What you have to do:
Write out the entries below once more, exactly.

Data section:
· · · · ·
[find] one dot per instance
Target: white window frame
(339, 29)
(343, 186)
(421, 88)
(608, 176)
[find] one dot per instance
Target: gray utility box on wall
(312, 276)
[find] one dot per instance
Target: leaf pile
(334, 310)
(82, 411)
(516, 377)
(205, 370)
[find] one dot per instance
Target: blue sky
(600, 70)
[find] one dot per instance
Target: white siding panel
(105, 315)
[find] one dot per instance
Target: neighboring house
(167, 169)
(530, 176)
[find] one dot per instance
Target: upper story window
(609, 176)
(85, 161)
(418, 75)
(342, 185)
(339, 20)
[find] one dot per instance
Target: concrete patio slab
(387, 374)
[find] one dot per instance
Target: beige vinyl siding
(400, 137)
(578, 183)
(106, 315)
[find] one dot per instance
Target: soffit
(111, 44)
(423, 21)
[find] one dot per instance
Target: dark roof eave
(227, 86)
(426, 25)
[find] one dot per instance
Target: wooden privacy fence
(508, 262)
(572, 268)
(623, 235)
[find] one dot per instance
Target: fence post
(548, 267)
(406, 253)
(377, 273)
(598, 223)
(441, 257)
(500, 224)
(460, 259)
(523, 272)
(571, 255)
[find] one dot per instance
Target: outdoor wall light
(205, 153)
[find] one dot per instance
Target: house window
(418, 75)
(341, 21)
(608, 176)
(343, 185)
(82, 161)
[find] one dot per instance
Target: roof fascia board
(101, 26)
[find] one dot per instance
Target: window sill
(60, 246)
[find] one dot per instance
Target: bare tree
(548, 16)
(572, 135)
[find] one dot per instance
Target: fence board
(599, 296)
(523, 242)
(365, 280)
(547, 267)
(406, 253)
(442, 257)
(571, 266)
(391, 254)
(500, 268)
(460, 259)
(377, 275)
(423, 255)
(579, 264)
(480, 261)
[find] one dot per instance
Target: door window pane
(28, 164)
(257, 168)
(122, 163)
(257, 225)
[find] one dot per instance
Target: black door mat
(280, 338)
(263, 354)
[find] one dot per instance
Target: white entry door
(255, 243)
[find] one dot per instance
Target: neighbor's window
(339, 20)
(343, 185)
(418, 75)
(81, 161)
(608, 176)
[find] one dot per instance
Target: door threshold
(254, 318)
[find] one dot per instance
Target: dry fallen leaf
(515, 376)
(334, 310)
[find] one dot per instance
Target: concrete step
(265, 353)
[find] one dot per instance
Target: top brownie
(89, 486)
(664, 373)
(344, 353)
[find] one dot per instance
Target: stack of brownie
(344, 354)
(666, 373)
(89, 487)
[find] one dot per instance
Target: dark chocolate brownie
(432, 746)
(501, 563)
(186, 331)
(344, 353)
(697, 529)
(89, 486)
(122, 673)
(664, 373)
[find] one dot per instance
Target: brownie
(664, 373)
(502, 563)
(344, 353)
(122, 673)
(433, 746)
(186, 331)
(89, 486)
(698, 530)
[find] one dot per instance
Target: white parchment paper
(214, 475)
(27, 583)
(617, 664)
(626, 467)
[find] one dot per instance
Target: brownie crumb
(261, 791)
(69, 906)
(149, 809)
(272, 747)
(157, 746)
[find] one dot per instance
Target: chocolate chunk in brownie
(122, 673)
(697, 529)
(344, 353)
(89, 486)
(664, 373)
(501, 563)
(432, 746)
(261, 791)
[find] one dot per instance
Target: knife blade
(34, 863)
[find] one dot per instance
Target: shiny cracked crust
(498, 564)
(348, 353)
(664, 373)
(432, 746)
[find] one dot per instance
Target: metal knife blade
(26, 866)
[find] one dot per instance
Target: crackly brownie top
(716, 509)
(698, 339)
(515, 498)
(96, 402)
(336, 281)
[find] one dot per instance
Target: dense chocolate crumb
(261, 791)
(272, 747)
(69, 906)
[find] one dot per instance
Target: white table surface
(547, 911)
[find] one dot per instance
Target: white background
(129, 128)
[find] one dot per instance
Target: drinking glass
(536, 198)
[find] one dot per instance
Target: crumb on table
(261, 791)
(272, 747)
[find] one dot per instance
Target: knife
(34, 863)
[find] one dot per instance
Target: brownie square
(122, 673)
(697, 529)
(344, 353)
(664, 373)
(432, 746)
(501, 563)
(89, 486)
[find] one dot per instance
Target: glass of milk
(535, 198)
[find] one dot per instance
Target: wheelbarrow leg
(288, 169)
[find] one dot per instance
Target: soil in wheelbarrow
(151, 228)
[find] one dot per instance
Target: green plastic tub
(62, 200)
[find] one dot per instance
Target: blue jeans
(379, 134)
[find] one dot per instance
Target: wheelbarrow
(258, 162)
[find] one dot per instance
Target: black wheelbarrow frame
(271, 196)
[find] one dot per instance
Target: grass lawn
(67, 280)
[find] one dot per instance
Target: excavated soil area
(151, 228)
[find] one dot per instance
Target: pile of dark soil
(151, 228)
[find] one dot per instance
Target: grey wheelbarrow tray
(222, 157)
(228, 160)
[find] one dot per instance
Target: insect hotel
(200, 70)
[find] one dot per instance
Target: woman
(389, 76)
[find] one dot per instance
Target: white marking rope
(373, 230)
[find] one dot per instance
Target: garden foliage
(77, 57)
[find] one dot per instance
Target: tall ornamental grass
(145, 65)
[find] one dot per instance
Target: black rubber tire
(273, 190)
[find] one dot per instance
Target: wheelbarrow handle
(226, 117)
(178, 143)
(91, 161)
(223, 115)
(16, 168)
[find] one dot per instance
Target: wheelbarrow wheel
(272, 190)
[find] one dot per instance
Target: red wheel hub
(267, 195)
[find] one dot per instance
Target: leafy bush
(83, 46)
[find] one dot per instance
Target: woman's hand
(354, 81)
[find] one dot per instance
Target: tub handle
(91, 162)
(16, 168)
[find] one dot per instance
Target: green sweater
· · · · ·
Task solution:
[find] one dot per instance
Target: white window frame
(339, 29)
(343, 186)
(421, 88)
(608, 176)
[find] one dot per instance
Target: gray utility box on wall
(312, 276)
[find] one dot per instance
Target: leaf pile
(334, 310)
(82, 411)
(516, 377)
(205, 370)
[find] one dot per instance
Target: blue sky
(600, 70)
[find] one dot per instance
Target: white siding panel
(105, 315)
[find] one dot per instance
Target: neighboring house
(167, 169)
(530, 176)
[find] one dot per instance
Target: upper story window
(609, 176)
(85, 161)
(418, 75)
(342, 185)
(339, 20)
[find] one dot per instance
Target: concrete patio slab
(387, 374)
[find] one dot per instance
Target: beige vinyl siding
(400, 137)
(578, 183)
(106, 315)
[find] one dot per instance
Target: soffit
(111, 44)
(423, 21)
[find] one dot per instance
Target: dark roof eave
(227, 86)
(426, 25)
[find] one dot per instance
Target: wooden privacy fence
(508, 262)
(572, 268)
(623, 235)
[find] one dot per instance
Target: fence post
(548, 267)
(406, 253)
(377, 273)
(598, 223)
(441, 257)
(500, 224)
(460, 259)
(523, 272)
(571, 255)
[find] one dot per instance
Target: outdoor wall light
(205, 153)
[find] one dot per instance
Target: house window
(418, 75)
(341, 21)
(608, 176)
(343, 185)
(82, 161)
[find] one dot per instance
Target: roof fascia board
(101, 26)
[find] one dot per instance
Target: window sill
(60, 246)
[find] one dot per instance
Target: bare tree
(548, 16)
(572, 135)
[find] one dot per instance
Target: fence board
(599, 296)
(523, 242)
(365, 280)
(547, 267)
(406, 253)
(442, 257)
(571, 266)
(391, 254)
(500, 268)
(460, 259)
(377, 275)
(423, 255)
(579, 264)
(480, 261)
[find] one dot per instance
Target: door window pane
(28, 164)
(257, 168)
(122, 163)
(257, 225)
[find] one dot per instance
Target: black door mat
(280, 338)
(263, 354)
[find] one dot per instance
Target: white entry door
(255, 243)
[find] one dot per instance
Target: neighbor's window
(339, 20)
(343, 185)
(418, 75)
(81, 161)
(608, 176)
[find] one dot per instance
Target: door threshold
(254, 318)
[find] one dot per instance
Target: dry fallen leaf
(515, 376)
(334, 310)
[find] one dot per instance
Target: concrete step
(265, 353)
[find] one dot per instance
Target: top brownie
(89, 486)
(664, 373)
(344, 353)
[find] one dot per instance
Target: stack of brownie
(344, 354)
(666, 373)
(89, 487)
[find] one dot per instance
Target: dark chocolate brownie
(432, 746)
(501, 563)
(186, 331)
(344, 353)
(697, 529)
(89, 486)
(122, 673)
(664, 373)
[find] one dot per instance
Target: brownie
(664, 373)
(502, 563)
(344, 353)
(122, 673)
(433, 746)
(186, 331)
(89, 486)
(698, 530)
[find] one dot per instance
Target: white parchment paper
(214, 475)
(27, 583)
(617, 664)
(626, 467)
[find] one dot per instance
Target: brownie crumb
(261, 791)
(69, 906)
(149, 809)
(272, 747)
(157, 746)
[find] one dot per instance
Target: chocolate chunk in brownie
(122, 673)
(697, 529)
(344, 353)
(89, 486)
(664, 373)
(501, 563)
(432, 746)
(261, 791)
[find] one dot per instance
Target: knife blade
(34, 863)
[find] one dot per instance
Target: shiny cracked crust
(498, 564)
(348, 353)
(664, 373)
(432, 746)
[find] one dot per instance
Target: metal knife blade
(26, 866)
[find] one dot per instance
Target: crackly brownie top
(716, 509)
(698, 339)
(515, 498)
(96, 402)
(336, 281)
[find] one dot per instance
Target: dense chocolate crumb
(261, 791)
(272, 747)
(69, 906)
[find] one dot per instance
Target: white table surface
(547, 911)
[find] one dot per instance
Target: white background
(129, 128)
[find] one dot per instance
Target: drinking glass
(536, 198)
[find] one dot per instance
Target: crumb on table
(261, 791)
(272, 747)
[find] one dot per instance
Target: knife
(34, 863)
[find] one dot per instance
Target: brownie square
(122, 673)
(697, 529)
(344, 353)
(664, 373)
(432, 746)
(501, 563)
(89, 486)
[find] one dot per instance
Target: glass of milk
(535, 198)
[find] one dot per instance
Target: wheelbarrow leg
(288, 169)
[find] one dot per instance
Target: soil in wheelbarrow
(151, 228)
[find] one dot per instance
Target: green plastic tub
(62, 200)
[find] one dot per instance
Target: blue jeans
(379, 134)
[find] one dot per instance
Target: wheelbarrow
(258, 162)
[find] one dot per instance
Target: black wheelbarrow frame
(271, 196)
[find] one dot per instance
Target: grass lawn
(67, 280)
[find] one dot per instance
Target: excavated soil area
(151, 228)
[find] one dot per instance
Target: pile of dark soil
(151, 228)
[find] one dot per instance
Target: grey wheelbarrow tray
(222, 157)
(228, 160)
[find] one dot per instance
Target: insect hotel
(200, 70)
[find] one dot per instance
Target: woman
(389, 76)
[find] one dot per instance
Target: white marking rope
(373, 230)
[find] one dot per instance
Target: garden foliage
(77, 57)
[find] one dot per instance
Target: tall ornamental grass
(145, 65)
[find] one dot per instance
Target: black rubber tire
(273, 190)
[find] one dot per instance
Target: wheelbarrow handle
(226, 117)
(178, 143)
(91, 161)
(223, 115)
(16, 168)
[find] one dot per instance
Target: wheelbarrow wheel
(272, 190)
[find] one dot per instance
Target: red wheel hub
(267, 195)
[find] one dot per instance
Target: leafy bush
(83, 46)
[find] one dot per instance
Target: woman's hand
(354, 81)
[find] one dot per instance
Target: tub handle
(91, 162)
(16, 168)
[find] one dot per instance
Target: green sweater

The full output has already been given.